# Material from a data collection
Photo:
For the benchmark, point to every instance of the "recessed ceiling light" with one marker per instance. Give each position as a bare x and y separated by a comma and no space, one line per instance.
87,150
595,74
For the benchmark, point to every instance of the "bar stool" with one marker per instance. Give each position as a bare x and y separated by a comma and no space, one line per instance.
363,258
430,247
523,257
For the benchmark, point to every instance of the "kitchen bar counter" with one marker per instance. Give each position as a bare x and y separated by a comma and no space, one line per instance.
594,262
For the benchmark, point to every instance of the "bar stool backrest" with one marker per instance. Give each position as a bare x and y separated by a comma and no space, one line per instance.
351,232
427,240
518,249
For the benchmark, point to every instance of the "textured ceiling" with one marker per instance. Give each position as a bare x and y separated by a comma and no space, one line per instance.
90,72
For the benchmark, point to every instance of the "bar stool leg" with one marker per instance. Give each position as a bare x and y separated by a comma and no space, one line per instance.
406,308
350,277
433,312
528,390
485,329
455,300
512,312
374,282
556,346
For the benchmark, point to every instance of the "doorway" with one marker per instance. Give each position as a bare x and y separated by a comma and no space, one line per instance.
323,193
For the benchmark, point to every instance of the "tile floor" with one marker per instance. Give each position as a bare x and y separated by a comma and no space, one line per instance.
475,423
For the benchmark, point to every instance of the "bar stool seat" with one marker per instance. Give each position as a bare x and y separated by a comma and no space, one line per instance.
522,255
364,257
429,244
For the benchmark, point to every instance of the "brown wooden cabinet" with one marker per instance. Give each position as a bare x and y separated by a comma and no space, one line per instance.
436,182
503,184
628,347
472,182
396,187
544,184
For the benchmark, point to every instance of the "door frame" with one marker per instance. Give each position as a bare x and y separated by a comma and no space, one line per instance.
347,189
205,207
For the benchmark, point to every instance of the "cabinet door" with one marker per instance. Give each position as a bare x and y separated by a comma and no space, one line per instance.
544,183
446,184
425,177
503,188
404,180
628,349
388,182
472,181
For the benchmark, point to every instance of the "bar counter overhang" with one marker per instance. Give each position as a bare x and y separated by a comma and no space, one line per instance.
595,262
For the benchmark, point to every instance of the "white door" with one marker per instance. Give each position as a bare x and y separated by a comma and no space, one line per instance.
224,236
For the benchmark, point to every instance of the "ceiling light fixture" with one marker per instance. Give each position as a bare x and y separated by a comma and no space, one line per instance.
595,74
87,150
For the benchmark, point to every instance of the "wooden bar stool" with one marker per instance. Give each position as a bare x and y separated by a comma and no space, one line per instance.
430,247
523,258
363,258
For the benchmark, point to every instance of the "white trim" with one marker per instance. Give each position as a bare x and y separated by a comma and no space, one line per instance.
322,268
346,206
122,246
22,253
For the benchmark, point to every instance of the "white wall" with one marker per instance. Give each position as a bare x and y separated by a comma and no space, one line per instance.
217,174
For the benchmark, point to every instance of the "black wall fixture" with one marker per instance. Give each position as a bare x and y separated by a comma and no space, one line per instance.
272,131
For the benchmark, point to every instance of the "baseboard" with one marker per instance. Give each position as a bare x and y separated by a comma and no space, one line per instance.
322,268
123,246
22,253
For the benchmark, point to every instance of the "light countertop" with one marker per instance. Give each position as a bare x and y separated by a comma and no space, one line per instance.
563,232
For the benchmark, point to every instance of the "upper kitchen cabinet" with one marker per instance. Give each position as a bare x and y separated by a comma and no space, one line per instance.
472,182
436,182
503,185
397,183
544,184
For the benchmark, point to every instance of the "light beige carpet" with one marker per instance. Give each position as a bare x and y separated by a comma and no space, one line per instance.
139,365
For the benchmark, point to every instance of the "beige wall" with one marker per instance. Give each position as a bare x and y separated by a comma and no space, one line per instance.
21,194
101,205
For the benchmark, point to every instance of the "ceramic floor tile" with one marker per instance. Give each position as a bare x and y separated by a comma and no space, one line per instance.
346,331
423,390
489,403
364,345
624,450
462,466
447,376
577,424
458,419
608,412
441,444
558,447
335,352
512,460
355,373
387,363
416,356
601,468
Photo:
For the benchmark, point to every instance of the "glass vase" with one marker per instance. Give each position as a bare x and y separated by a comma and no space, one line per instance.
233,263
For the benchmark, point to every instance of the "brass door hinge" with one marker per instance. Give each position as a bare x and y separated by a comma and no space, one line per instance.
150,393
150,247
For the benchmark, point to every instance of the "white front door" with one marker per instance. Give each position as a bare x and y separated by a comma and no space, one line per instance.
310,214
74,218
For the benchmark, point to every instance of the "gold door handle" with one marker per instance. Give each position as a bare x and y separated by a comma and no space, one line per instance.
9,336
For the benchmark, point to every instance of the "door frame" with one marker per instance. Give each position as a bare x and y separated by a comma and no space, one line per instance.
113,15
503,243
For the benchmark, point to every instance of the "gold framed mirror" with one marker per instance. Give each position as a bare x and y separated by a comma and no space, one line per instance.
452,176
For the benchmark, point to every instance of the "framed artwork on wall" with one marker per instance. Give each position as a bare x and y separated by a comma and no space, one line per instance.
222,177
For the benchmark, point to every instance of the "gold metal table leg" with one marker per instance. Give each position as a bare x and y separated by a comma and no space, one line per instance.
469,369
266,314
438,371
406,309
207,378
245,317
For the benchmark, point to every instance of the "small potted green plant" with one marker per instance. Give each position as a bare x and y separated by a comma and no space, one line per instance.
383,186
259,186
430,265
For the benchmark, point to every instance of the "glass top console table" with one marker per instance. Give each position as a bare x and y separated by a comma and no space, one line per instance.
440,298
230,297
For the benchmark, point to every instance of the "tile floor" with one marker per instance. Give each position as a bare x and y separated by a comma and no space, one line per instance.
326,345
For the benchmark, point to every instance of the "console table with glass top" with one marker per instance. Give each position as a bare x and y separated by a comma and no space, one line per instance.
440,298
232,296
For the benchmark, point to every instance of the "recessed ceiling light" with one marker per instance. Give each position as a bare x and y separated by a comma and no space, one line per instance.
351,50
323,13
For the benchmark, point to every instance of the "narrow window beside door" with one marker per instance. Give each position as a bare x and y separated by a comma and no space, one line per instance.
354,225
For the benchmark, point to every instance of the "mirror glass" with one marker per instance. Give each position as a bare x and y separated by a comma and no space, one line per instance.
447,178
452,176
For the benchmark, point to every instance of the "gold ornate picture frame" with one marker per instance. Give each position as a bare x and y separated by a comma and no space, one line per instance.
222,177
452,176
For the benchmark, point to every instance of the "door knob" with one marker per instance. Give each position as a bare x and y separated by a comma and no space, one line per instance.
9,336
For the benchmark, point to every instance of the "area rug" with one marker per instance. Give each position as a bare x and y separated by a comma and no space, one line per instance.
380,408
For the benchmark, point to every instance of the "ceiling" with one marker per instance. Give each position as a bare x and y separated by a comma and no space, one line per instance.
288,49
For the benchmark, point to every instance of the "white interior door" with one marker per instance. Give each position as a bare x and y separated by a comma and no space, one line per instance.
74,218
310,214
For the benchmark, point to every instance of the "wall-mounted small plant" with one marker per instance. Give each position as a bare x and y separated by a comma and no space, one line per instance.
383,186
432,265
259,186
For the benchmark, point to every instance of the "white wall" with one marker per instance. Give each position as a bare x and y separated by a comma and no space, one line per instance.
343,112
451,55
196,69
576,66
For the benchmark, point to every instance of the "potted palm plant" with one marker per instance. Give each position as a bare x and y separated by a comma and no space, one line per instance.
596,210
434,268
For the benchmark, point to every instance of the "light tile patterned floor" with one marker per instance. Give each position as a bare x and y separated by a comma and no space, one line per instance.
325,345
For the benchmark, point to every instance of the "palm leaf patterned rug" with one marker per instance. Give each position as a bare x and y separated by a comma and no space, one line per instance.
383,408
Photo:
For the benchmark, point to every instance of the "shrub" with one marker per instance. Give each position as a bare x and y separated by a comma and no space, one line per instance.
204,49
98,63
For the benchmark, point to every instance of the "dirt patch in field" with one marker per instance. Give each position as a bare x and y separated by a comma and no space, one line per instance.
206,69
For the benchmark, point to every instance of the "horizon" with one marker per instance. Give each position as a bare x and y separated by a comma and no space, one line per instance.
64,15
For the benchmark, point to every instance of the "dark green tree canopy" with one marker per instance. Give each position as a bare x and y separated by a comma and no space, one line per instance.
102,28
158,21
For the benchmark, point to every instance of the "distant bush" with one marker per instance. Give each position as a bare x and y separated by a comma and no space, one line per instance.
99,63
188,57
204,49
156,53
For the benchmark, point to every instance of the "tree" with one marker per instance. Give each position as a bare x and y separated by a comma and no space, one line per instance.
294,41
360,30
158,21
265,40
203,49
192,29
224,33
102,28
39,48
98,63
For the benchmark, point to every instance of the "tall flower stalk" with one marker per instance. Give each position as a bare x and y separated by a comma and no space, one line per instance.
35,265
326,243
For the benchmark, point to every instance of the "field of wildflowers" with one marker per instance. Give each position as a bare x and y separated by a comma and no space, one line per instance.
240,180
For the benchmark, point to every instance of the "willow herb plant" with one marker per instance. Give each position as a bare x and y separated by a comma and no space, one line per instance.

# TASK TO CARRY OUT
Filter the material above, keeping every line that contains the word "cabinet" and copying each one unchanged. Matching is case-sensitive.

# FINAL ANSWER
For the benchmark, point to every instance of the "brown wooden cabinet" with one marker per instance. Give each position as a bare x and y separated by a comma and no space, one line per instance.
For the benchmark, point to every instance of the "cabinet door" with one marker per instance. Give each position as a bare x and y separated by a comma and no space, one line per instance.
For the benchmark, point to every instance of the "upper kitchen cabinet" with one marker per instance. Give each position as a bare x and y separated by a comma and no space, one line per instance.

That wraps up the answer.